_Work to be completed_
Write the next part of the stock market commentary below, picking up right after its last sentence.

Downtrend: This is the first rally to break the downtrend tracing back to late January 2004. That trend line (more or less) was where each of the prior rallies failed. Its penetration to the upside is a technical event of great significance. The previous trading pattern was selling the market at the top of the down channel and covering and going long near the lower channel line. The breakout changes the entire tone of the market: It shifts the stance of traders from selling rallies to buying dips.
Higher High: A bear market is defined as a series of lower lows and lower highs, while a bull market is just the opposite (higher lows/higher highs). For the first time this year, the Dow Jones Industrial Average, S&P 500 and Nasdaq Composite each made a significantly higher high. That's yet another bullish sign.
Year-to-Date Positive: Sometime earlier this month, we moved to positive territory for the year on the S&P, Dow and Comp. Although we pivoted above and below the break-even line all year, the break now is most significant as it comes this late in the year. Why? This places enormous pressure on fund managers. It is easy to beat the averages when they are in negative territory -- all you have to do is hold cash, and your fund will be down less than the indices (that's considered outperforming). The danger to a fund manager comes from these fast reversals. If they are sitting in too much cash when the screens turn green, they very quickly see their performance slip. Suddenly, after a two-week rally, they are underperforming. A lot of this sidelined capital will be deployed before year's end. That also adds to the bullish momentum.
The article contains helpful charts. If you're looking to erase any lingering doubts about the ability to make money over the next few months, it's worth a read.

_Dataset records_
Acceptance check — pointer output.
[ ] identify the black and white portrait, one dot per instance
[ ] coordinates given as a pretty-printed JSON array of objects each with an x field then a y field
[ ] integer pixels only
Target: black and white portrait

_Output of the task_
This morning looks fine on Wall Street. Hewlett-Packard beat profit estimates for the quarter ended in October by 4 cents. At $0.41 a share, earnings were up 14% from last year on a revenue gain of 7.7%. The company said revenues this quarter will be higher than Wall Street thinks and that earnings will be on target. That's good news for the tech sector, and good news for readers of this page as I've been suggesting technology stocks and funds for several months now.
I wrote on November 11th that I hoped to buy more shares of Maxtor at $3.50 "before it lurches above $4." The stock closed yesterday at exactly $4 after hitting a high of $4.03. This morning it's up 10 cents premarket. Keep in mind, this is after the bad news came out Monday that Maxtor's CEO suddenly quit. If the stock can do this well on that news, imagine what it'll do when a few things go right.
The broader market is happy to hear that Sears and Kmart are merging to form the nation's third-largest retailer. Who knows whether two struggling stores can combine to make one successful store. The more pertinent point to those of us not invested in either of them is that a merger of that magnitude is happening at all. Mergers and acquisitions are a positive sign, yet another bull pushing against the corral fence.
As a reminder, you can track all of my past and current suggestions on the strategies page. Specifically, you can follow Maxtor here and my popular Double The Dow portfolio here.
As expected, the market is giving a little back before it goes higher. That's good news for those of you who are looking to get in before too much of the winter rally is behind us.
The general trend remains upward. I am especially encouraged by Maxtor's strong showing yesterday against a headwind of bad news: CEO Paul Tufano suddenly quit the company. Chairman C.S. Park took over as CEO immediately. There was no reason given for the sudden departure, but it sure looks bad given that former CFO Michael Bless quit a month ago -- and he'd only been on the job for two months! Evidently, the market feels that a stock down 70% from its 52-week high already assumes trouble. Maxtor fell just 1.8% to $3.85, still up 18% from my buy price of $3.25. As of 10:30 this morning in New York, it's up a penny to $3.86. You can track this and action among my other suggested investments here.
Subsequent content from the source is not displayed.